**What the exercise asks**
Retype the material exactly, ending with the line containing "Target: tree canopy".

**Source information**

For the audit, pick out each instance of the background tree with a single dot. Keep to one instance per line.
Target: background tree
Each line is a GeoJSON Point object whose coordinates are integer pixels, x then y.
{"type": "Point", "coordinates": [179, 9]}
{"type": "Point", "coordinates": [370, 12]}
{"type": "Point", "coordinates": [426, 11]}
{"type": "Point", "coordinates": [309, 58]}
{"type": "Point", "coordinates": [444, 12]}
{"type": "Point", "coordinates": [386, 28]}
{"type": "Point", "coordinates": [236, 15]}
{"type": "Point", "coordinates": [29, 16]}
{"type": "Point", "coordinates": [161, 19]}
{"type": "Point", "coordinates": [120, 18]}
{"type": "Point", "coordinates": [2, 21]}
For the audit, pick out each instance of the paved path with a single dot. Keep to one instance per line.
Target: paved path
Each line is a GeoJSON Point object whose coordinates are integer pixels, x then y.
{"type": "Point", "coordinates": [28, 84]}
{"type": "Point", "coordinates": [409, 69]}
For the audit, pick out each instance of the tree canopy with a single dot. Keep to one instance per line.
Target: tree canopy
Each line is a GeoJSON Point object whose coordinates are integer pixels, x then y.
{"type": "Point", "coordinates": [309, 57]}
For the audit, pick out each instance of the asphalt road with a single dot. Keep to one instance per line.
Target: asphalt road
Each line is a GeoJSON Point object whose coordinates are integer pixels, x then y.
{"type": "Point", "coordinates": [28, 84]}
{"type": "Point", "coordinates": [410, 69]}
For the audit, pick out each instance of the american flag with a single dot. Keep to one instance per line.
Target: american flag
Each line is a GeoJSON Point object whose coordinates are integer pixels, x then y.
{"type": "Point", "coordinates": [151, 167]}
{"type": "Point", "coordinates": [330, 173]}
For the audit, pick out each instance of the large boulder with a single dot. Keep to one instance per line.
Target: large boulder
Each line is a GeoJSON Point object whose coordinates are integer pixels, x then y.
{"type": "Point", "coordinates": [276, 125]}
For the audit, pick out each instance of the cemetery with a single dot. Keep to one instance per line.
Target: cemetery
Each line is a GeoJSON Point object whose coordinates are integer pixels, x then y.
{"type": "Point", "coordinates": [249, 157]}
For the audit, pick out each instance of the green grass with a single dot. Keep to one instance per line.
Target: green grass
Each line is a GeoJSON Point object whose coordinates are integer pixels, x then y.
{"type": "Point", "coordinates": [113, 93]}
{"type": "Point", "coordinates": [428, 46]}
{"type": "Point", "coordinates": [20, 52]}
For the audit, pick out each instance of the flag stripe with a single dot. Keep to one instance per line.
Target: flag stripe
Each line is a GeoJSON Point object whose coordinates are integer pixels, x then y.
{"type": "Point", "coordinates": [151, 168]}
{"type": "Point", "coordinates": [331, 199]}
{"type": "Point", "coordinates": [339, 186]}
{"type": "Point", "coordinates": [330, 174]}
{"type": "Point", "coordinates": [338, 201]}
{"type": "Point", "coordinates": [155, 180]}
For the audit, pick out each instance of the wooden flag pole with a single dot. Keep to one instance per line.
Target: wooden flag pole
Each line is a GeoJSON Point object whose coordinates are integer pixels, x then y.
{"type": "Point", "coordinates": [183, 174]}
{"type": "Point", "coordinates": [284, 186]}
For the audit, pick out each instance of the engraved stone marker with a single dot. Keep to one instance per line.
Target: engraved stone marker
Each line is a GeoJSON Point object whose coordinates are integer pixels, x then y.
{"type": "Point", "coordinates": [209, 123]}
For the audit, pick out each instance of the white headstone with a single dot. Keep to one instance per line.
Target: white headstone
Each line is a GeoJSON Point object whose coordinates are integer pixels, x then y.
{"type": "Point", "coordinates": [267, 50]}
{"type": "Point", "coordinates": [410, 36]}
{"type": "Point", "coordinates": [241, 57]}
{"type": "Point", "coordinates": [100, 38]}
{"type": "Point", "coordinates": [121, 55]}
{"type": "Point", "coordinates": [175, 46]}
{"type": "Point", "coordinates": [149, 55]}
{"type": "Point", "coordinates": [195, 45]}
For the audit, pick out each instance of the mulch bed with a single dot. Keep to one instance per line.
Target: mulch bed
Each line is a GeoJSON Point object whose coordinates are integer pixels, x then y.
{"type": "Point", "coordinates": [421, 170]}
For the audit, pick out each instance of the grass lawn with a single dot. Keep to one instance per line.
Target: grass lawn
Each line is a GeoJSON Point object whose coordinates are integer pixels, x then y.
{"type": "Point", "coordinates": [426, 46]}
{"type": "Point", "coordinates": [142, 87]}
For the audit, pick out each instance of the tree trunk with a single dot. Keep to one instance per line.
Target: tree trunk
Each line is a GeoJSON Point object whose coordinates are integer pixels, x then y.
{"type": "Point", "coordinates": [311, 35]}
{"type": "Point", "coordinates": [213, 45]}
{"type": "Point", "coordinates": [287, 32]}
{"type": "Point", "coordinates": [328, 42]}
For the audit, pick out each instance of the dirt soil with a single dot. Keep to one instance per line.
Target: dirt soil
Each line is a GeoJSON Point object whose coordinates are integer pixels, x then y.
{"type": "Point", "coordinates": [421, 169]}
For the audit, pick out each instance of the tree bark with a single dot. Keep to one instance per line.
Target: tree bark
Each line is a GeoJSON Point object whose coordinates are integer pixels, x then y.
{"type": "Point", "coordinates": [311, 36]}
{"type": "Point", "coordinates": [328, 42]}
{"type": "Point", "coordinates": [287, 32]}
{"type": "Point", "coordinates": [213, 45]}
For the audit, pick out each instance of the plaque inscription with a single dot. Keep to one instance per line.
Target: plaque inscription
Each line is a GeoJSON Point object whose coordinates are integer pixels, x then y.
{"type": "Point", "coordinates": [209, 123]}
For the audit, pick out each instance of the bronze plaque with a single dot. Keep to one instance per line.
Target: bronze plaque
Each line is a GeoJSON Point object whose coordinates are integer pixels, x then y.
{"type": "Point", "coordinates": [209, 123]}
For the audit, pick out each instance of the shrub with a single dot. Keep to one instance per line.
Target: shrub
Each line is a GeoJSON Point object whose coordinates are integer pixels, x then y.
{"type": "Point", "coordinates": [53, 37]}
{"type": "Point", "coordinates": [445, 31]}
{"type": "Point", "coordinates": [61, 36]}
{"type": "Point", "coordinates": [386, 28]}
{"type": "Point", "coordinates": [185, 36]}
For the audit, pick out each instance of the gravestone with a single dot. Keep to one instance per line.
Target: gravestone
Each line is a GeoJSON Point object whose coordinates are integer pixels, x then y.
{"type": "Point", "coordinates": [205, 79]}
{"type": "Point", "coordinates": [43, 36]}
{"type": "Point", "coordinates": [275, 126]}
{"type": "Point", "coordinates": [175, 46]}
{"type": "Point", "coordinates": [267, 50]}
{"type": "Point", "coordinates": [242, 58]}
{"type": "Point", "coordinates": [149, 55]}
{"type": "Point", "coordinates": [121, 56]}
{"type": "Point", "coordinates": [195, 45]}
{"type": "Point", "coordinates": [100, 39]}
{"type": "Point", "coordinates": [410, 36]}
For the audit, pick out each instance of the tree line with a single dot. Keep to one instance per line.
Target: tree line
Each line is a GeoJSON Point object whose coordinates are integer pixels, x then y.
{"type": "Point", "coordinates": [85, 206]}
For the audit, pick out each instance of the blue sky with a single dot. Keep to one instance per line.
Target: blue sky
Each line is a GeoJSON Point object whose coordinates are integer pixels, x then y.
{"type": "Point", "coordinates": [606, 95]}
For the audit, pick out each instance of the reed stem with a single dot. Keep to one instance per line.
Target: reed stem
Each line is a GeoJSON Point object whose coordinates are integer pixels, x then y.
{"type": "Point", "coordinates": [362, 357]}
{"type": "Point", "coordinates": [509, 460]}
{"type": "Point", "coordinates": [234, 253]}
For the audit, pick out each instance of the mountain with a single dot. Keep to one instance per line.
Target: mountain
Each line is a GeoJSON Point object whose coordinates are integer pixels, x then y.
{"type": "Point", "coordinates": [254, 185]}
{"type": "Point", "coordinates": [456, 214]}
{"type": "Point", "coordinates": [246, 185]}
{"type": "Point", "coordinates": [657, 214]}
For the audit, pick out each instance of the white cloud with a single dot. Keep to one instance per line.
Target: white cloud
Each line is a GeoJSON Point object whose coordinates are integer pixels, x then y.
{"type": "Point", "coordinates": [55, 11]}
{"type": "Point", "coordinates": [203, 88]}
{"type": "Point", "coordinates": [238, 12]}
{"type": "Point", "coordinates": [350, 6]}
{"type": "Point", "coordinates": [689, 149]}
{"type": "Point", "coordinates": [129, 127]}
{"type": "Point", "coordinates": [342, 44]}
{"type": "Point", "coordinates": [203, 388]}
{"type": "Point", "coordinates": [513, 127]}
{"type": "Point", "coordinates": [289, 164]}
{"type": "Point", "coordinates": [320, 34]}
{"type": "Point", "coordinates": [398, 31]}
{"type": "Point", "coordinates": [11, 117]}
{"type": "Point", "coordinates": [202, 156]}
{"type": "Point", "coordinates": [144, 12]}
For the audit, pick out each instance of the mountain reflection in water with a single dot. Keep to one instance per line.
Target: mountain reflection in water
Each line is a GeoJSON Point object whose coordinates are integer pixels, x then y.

**Problem solution**
For the audit, pick out each instance of the background tree with a single dot. Keep to one instance per line.
Target: background tree
Each line is a GeoJSON Point object whose coordinates are integer pixels, x then y.
{"type": "Point", "coordinates": [179, 9]}
{"type": "Point", "coordinates": [370, 12]}
{"type": "Point", "coordinates": [426, 11]}
{"type": "Point", "coordinates": [309, 58]}
{"type": "Point", "coordinates": [444, 12]}
{"type": "Point", "coordinates": [386, 28]}
{"type": "Point", "coordinates": [236, 15]}
{"type": "Point", "coordinates": [29, 16]}
{"type": "Point", "coordinates": [161, 19]}
{"type": "Point", "coordinates": [120, 18]}
{"type": "Point", "coordinates": [2, 21]}
For the audit, pick out each instance of the paved path with a single dot. Keep to one instance per line.
Target: paved path
Each line is a GeoJSON Point object whose coordinates are integer pixels, x then y.
{"type": "Point", "coordinates": [28, 84]}
{"type": "Point", "coordinates": [409, 69]}
For the audit, pick out each instance of the tree canopy with a single dot. Keep to one instance per line.
Target: tree canopy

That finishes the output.